----- EXTRACT PROVIDED -----

The American economy is “the” economy in the global free market system. All roads leads to it as the epicenter of global market economy; its consumers are “the” consumers of this integrated economy as trendsetters of new patterns of consumption, pioneers in the use of new technologies, new payment technologies, or just consumers consuming.
How did this come to be?
Answer: neo-liberalism
Neo-liberalism, the political theory partnering the economicsof globalization, was instituted during the Conservative administration of Prime Minister Margaret Thatcher of United Kingdom (1979) and, the Republican Presidential administration of Ronald Reagan (1981).
Thatcherism was defined by deregulation, flexible labor markets, privatization of state owned corporations, and hostility to trade unions. Reagonomics was defined by “supply-side economics”-(i.e., monetarism)- and was based upon disciplined control of money supply to control inflation, reductions in corporation tax, reduction in red tape, reductions in government spending, at the Federal, State, and Municipal levels and unbridled hostility to trade unions.
For both political leaders state monetary policy-(i.e., preserving the value of money to avoid a rise in inflation by controlling the government’s printing of money) – was the raison d’etre of responsible government. This project had a missionary commitment to profit making in a free market for global corporations and an unbridled hostility to the state as an agent of social progress, which for it was equivalent to socialism. The state, for the neo liberalism, was an ally of multinational corporations.
The state was a night-watchman state, a minimalist state, that is, one minimally involved in the management of the economy and which kept its distance from the private affairs of private business, conceiving of the unregulated private sector as the chief vehicle for wealth accumulation for private holders of investment capital. This private wealth would eventually “trickle down” to the middling classes and poor. The main intellectual architect of this economic philosophy was the University of Chicago economist, Milton Freidman-(of “Capitalism and Freedom” fame)-, along with Austrian economists Friedrich Hayek-(The Road to Serfdom)-and Ludwig von Mises-(Socialism: An Economic and Sociological Analysis).

-----

WRITTEN PROBLEM A
Report every line in the records that contains the string "wall".

----- DATA SUPPLIED -----

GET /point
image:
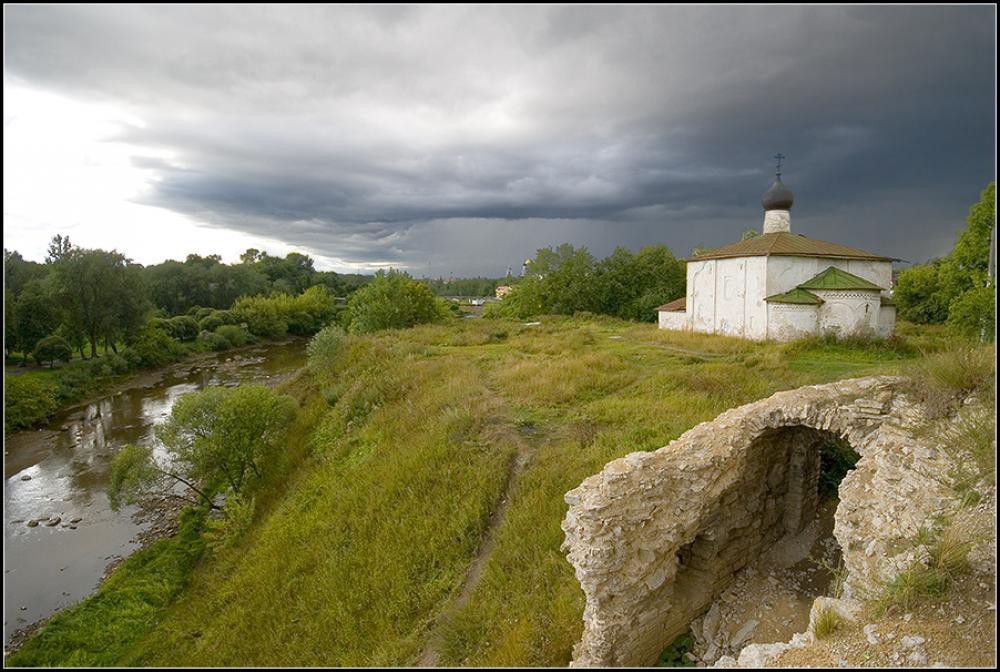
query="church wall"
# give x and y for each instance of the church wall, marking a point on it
(786, 322)
(673, 319)
(849, 311)
(886, 321)
(786, 273)
(701, 295)
(726, 296)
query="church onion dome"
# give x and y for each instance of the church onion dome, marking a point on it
(778, 197)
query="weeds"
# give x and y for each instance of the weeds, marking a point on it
(827, 622)
(928, 578)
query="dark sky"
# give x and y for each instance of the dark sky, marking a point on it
(460, 139)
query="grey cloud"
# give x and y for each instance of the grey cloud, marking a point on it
(463, 138)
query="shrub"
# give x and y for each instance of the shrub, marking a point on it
(973, 314)
(265, 316)
(51, 349)
(27, 401)
(183, 328)
(236, 520)
(217, 342)
(393, 300)
(236, 336)
(152, 347)
(216, 319)
(311, 311)
(324, 347)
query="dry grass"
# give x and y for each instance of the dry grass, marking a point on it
(827, 622)
(372, 536)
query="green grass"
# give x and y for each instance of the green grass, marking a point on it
(930, 578)
(358, 556)
(828, 621)
(100, 630)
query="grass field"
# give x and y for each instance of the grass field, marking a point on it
(361, 558)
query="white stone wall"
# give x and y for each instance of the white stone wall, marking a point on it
(849, 311)
(787, 321)
(726, 296)
(786, 273)
(886, 320)
(674, 319)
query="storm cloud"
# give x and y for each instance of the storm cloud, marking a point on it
(460, 139)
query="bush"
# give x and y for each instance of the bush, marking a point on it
(51, 349)
(237, 518)
(265, 316)
(152, 347)
(217, 342)
(27, 401)
(393, 300)
(216, 319)
(323, 348)
(183, 328)
(973, 314)
(236, 336)
(311, 311)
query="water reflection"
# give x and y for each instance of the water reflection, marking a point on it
(62, 471)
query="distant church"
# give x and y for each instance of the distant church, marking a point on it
(783, 286)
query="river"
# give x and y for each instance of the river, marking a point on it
(62, 470)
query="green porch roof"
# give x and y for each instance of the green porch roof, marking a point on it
(797, 295)
(834, 278)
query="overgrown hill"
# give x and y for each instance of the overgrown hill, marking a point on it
(426, 437)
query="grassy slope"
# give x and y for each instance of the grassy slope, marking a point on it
(358, 563)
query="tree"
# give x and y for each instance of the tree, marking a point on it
(918, 294)
(35, 316)
(393, 300)
(218, 437)
(51, 349)
(100, 294)
(954, 289)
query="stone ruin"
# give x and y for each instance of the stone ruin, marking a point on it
(656, 536)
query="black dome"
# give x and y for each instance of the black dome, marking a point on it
(778, 197)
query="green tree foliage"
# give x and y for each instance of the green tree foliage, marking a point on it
(215, 437)
(566, 280)
(956, 289)
(323, 348)
(919, 296)
(393, 300)
(183, 328)
(235, 335)
(35, 315)
(100, 294)
(973, 314)
(27, 401)
(52, 349)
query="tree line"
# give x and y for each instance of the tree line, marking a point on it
(956, 289)
(92, 299)
(566, 280)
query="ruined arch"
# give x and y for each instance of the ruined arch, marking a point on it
(655, 536)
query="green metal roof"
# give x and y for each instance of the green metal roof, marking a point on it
(788, 245)
(834, 278)
(797, 295)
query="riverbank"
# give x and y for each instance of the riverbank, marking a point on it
(62, 472)
(33, 397)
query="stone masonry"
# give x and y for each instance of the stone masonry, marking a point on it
(656, 536)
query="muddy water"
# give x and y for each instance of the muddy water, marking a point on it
(62, 471)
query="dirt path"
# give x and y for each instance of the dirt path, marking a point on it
(429, 657)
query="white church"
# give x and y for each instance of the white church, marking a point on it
(783, 286)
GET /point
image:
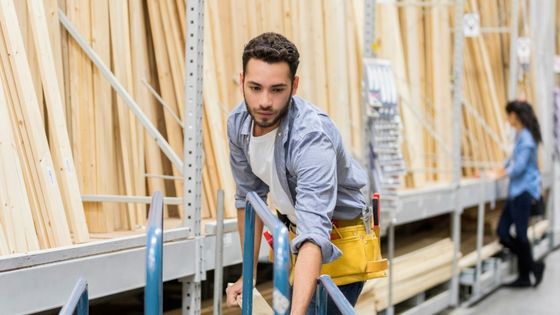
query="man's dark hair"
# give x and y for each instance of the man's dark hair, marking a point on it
(272, 48)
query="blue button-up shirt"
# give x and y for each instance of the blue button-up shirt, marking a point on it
(314, 169)
(522, 168)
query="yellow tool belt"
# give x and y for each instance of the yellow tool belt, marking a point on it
(361, 253)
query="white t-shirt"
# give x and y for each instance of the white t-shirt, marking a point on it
(261, 159)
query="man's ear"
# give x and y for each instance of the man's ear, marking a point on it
(241, 81)
(295, 85)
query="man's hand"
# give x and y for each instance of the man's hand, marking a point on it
(233, 293)
(307, 269)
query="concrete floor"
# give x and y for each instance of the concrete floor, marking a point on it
(543, 300)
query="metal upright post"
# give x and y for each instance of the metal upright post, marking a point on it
(219, 264)
(192, 127)
(457, 123)
(512, 83)
(391, 254)
(369, 39)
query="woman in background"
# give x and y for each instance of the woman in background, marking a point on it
(524, 188)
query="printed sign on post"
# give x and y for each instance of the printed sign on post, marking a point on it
(471, 25)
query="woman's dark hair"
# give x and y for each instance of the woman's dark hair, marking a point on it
(526, 116)
(272, 48)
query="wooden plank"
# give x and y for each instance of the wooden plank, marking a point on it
(175, 53)
(127, 132)
(391, 48)
(82, 106)
(15, 211)
(60, 144)
(212, 111)
(441, 88)
(413, 32)
(22, 146)
(30, 109)
(174, 131)
(103, 217)
(4, 249)
(51, 12)
(335, 30)
(29, 45)
(141, 71)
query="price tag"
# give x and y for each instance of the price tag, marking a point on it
(523, 50)
(471, 25)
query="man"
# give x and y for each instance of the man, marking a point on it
(280, 143)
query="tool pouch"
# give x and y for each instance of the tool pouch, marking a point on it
(361, 255)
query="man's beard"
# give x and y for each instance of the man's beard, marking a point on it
(266, 124)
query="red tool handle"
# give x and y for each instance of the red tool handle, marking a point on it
(376, 207)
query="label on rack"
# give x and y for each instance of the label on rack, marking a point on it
(280, 302)
(471, 25)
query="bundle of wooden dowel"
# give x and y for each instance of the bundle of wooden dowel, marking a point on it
(67, 133)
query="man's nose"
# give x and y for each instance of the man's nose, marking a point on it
(265, 99)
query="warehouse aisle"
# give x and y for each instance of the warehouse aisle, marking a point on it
(542, 301)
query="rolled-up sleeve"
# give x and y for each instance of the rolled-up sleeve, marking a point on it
(315, 165)
(245, 180)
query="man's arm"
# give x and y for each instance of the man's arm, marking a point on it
(234, 291)
(306, 272)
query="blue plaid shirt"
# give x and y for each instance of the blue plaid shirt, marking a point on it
(314, 169)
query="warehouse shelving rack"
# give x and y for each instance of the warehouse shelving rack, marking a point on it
(42, 280)
(419, 204)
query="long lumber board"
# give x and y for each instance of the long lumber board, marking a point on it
(15, 210)
(22, 147)
(141, 71)
(59, 141)
(339, 108)
(391, 48)
(212, 111)
(102, 217)
(173, 128)
(42, 159)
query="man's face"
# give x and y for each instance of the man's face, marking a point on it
(267, 89)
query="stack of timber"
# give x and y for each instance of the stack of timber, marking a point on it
(419, 42)
(420, 268)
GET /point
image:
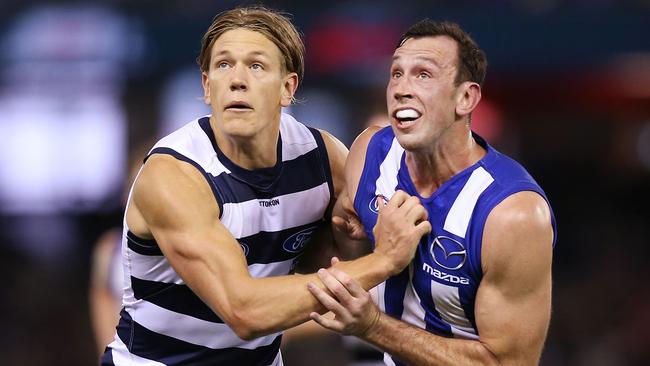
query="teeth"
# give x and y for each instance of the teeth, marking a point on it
(407, 113)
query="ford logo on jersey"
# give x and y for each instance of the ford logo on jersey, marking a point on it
(296, 242)
(373, 205)
(448, 253)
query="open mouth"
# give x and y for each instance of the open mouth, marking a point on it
(238, 106)
(405, 116)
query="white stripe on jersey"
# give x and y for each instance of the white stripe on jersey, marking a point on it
(122, 357)
(270, 269)
(295, 142)
(192, 330)
(377, 295)
(461, 211)
(247, 218)
(193, 143)
(387, 180)
(278, 360)
(152, 268)
(447, 301)
(413, 310)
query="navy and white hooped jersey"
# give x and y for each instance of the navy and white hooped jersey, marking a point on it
(271, 212)
(437, 290)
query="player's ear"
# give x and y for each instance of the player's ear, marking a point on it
(289, 87)
(205, 82)
(469, 94)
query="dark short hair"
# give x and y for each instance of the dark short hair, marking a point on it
(273, 24)
(472, 63)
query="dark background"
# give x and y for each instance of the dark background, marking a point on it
(567, 94)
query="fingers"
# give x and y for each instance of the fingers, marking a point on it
(423, 228)
(348, 282)
(324, 298)
(335, 285)
(351, 226)
(325, 322)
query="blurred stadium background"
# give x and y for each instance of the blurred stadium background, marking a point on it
(84, 83)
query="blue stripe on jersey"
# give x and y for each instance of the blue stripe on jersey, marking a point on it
(263, 179)
(173, 297)
(422, 286)
(107, 358)
(394, 293)
(179, 156)
(234, 190)
(325, 162)
(168, 350)
(142, 246)
(259, 250)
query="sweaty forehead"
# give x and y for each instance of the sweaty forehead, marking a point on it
(440, 50)
(241, 40)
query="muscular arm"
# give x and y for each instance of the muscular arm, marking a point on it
(173, 203)
(512, 307)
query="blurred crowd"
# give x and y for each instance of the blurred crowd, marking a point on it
(85, 87)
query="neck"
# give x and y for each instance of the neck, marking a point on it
(431, 168)
(250, 152)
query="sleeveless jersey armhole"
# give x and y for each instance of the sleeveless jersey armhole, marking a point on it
(181, 157)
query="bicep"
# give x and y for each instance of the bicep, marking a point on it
(182, 215)
(513, 302)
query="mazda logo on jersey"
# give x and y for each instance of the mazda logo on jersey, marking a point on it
(373, 205)
(448, 253)
(296, 242)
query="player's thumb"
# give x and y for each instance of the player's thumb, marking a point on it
(423, 228)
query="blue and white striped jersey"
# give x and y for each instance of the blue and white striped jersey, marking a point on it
(162, 321)
(437, 290)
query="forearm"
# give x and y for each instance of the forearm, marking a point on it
(271, 304)
(416, 346)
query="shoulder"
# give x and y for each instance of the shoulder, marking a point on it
(191, 141)
(518, 231)
(166, 185)
(356, 160)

-----

WRITTEN PROBLEM B
Condense the paragraph of the neo-liberalism passage that opens "For both political leaders" into a short bulleted list, keeping its main points.

FULL RESPONSE A
query="church wall"
# give x and y for each instance of the church wall, marking a point on it
query="white stone wall"
# give x and y for each instance of the white stone wall, marking a point on it

FULL RESPONSE B
- Both leaders saw state monetary policy as the main purpose of responsible government. That policy meant preserving the value of money and avoiding inflation by controlling how much money the government printed.
- The project was committed to profit making in a free market for global corporations.
- It was hostile to the state as an agent of social progress, which it equated with socialism.
- It treated the state as an ally of multinational corporations.